• Fragmento seleccionado:
=-=-=

Hoy nos vemos dolientes de los mismos síntomas de entonces. De la Universidad han desaparecido los menores atisbos de discusión intelectual o ideológica. Y, sin ideales de referencia al futuro, es natural que las miradas inocentes se vuelvan hacia atrás, en busca de refugio para su impotencia en la ignorante indiferencia o en la fingida autenticidad de la vida privada.
Contra las incompetentes elites sociales que, valiéndose de la política partidista en el Estado, han ocupado el poder de la enseñanza en la Universidad, el poder burocrático en las Administraciones públicas y el poder de las profesiones en la sociedad civil, la masa juvenil mal que le pese no tendrá salida profesional sin rebelarse contra la feroz ocupación de cargos por ese moderno batallón de zapadores de ideales.

Pero esas ambiciones juveniles no se pueden justificar ante la sociedad sin que sean reconducidas por un enérgico movimiento social de transformación, en nuevos ideales morales y culturales, de los cínicos valores derivados de las mentiras propagadas por la guerra fría y por las transiciones de las dictaduras de un partido a las oligarquías de varios. Un movimiento universitario que pueda ser compartido, e incluso orientado, por los líderes de otros campos sociales, como el de la parte de la judicatura y de los medios de comunicación comprometida en ese combate. El obstáculo que se opone a ese necesario movimiento de renovación de la vida intelectual y moral de Europa está en el error universal de creer que nuestra forma de vida política es la democracia, o la única forma de realizarla. La juventud no se levanta cuando la vejez cae, sino cuando reduce a prejuicios los viejos juicios de la sociedad que la esteriliza.

Pero antes de entrar en la justificación de la necesidad de la democracia como forma de gobierno, hay que hacer dos severas advertencias contra la confusión que introducen las ideologías dominantes, para hacernos creer que la democracia es el régimen de poder que tenemos, y que cualquier aspiración a otra forma superior de gobierno es pura utopía o manifestación de resentimiento.
El término democracia, muy valorado desde que se arruinaron las ideologías universales (liberalismo, socialismo, fascismo y comunismo), se usa con lamentable frecuencia en los medios de comunicación, en los partidos políticos, en las conversaciones vulgares e incluso en la cátedra para designar hechos, valores, conceptos, sentimientos y gobiernos que poco o nada tienen que ver con la democracia política.

=-=-=

• Datos para revisar:
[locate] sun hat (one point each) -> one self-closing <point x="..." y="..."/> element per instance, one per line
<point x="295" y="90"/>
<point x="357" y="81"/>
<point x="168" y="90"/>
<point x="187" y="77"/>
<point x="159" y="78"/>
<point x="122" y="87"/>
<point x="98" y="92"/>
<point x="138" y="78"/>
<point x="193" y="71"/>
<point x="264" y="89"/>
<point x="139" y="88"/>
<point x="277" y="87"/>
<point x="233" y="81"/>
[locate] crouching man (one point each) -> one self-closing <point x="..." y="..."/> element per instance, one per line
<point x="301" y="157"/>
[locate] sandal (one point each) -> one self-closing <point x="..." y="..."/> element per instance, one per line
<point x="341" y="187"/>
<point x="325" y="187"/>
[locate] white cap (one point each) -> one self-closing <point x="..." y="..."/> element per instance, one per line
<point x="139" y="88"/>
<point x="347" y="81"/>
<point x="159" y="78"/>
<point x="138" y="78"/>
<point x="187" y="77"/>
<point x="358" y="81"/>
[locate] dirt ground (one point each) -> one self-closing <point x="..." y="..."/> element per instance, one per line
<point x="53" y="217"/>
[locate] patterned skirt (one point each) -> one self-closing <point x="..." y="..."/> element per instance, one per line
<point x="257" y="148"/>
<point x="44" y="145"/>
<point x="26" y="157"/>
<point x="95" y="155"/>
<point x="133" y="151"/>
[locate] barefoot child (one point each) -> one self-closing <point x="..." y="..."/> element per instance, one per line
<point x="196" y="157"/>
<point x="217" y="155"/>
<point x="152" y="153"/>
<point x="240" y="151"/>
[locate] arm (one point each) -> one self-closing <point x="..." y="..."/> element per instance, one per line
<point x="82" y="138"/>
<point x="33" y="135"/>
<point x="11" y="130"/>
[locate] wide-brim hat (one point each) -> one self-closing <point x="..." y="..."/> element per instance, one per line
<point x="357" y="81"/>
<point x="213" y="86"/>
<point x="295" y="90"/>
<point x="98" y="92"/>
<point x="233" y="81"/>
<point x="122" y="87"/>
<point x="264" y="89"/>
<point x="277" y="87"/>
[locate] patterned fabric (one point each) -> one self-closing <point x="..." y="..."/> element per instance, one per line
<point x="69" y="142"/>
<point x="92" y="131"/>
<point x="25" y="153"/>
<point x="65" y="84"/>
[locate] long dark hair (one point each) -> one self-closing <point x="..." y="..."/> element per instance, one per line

=-=-=

• Tarea 1: ¿Qué ideologías universales se mencionan como arruinadas en el fragmento seleccionado?
• Tarea 2: Resuma en dos oraciones el fragmento seleccionado.
• Tarea 3: Retome el fragmento seleccionado sobre la democracia y continúelo a partir de su última oración.

• Espacio de respuesta 1: El liberalismo, el socialismo, el fascismo y el comunismo.

• Espacio de respuesta 2: El fragmento sostiene que de la Universidad ha desaparecido la discusión intelectual e ideológica, y que la juventud no tendrá salida profesional sin rebelarse contra las élites que, mediante la política partidista, ocupan la enseñanza, la burocracia y las profesiones. Añade que esa rebeldía debe reconducirse en un movimiento de renovación moral y cultural, y que el obstáculo para ese movimiento es el error de creer que nuestra forma de vida política es la democracia.

• Espacio de respuesta 3:
Sin negar la enorme importancia que tienen para el juego de las políticas gubernamentales las ideas y sentimientos igualitarios que operan como sustrato de la vocación de la Humanidad a una especie de democracia social, es fácil de comprender que la idea encerrada en esta expresión, bien sea entendida como igualdad de condiciones sociales, o bien como generalización de la toma de decisiones por mayoría, implicaría la extensión horizontal de la igualdad, fuera del mundo político, a la esfera de la economía y de la cultura. Son muy pocos los filósofos que han sabido distinguir entre democracia política (gobierno constitucional democrático) y democracia social (igualdad social en el organismo político). Cuando «ambas formas difieren ampliamente tanto en origen como en principio moral; y la democracia social considerada genéticamente, es algo primitivo, no intencional» (Santayana).

Por otra parte, la democracia material del socialismo, salvo en casos aislados de autogestión, nunca pretendió aplicar la regla de mayoría a las decisiones empresariales. Por ello, la expresión democracia social sólo puede referirse, si se emplea con rigor, a la homogeneización cultural de los individuos dentro de una sociedad con una sola clase social.
En realidad, la aspiración a la democracia social ha sido el gran obstáculo igualitario y estratégico que levantó la izquierda europea contra la posibilidad misma de la democracia política.
Incluso las conquistas de los derechos sociales en el llamado Estado de bienestar, que no hay que confundir con la democracia social, ni con la democracia industrial soñada por los fabianos, están puestas hoy a discusión reaccionaria, tanto en los libros como en la calle, porque no fueron un producto de la democracia política, ni están mantenidas por ella. Lo que se concede desde arriba, por un dictador o por una oligarquía de partidos, desde arriba se puede revocar.